## WORK REQUIRED
Could you filter the data below down to the lines that hold the word "background"?

## INFORMATION GIVEN
........
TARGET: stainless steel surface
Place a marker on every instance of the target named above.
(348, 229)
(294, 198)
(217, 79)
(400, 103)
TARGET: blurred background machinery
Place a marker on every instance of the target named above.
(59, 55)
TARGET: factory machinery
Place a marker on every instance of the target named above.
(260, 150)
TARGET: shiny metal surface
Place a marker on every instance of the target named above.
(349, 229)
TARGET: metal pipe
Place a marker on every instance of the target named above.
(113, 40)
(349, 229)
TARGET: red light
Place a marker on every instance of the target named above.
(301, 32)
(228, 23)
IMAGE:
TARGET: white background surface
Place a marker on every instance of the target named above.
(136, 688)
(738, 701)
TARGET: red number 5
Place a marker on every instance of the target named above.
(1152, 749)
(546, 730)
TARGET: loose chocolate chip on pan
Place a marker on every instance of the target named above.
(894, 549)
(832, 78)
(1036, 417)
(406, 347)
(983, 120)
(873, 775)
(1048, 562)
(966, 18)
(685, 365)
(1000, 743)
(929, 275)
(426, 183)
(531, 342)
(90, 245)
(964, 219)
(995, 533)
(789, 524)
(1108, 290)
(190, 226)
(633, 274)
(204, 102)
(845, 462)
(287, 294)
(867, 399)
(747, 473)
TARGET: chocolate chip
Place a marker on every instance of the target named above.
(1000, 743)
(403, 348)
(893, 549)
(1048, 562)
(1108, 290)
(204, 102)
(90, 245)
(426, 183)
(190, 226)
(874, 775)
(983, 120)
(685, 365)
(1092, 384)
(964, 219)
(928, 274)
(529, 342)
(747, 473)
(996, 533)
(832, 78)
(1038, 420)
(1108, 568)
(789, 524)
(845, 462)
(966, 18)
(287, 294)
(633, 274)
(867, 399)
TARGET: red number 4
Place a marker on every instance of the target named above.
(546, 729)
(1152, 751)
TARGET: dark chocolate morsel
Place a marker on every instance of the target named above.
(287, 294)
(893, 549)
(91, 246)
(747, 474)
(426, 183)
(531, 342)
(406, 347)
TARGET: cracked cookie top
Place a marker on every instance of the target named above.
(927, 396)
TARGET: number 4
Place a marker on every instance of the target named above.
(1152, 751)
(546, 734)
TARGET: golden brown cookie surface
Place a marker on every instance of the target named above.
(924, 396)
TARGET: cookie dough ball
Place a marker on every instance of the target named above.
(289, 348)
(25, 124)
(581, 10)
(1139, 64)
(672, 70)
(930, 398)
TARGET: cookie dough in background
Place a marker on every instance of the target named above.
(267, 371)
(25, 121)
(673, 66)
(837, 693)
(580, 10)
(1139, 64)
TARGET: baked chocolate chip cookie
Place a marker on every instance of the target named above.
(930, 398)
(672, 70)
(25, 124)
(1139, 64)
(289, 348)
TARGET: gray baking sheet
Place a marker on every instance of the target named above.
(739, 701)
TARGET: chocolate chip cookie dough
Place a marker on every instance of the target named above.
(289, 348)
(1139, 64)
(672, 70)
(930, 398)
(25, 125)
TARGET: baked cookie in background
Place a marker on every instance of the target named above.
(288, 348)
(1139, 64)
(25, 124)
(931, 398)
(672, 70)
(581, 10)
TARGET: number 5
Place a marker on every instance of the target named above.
........
## RESULT
TARGET: blurred background machinery
TARGET: white background surface
TARGET: cookie dough in background
TARGET: baked cookie in background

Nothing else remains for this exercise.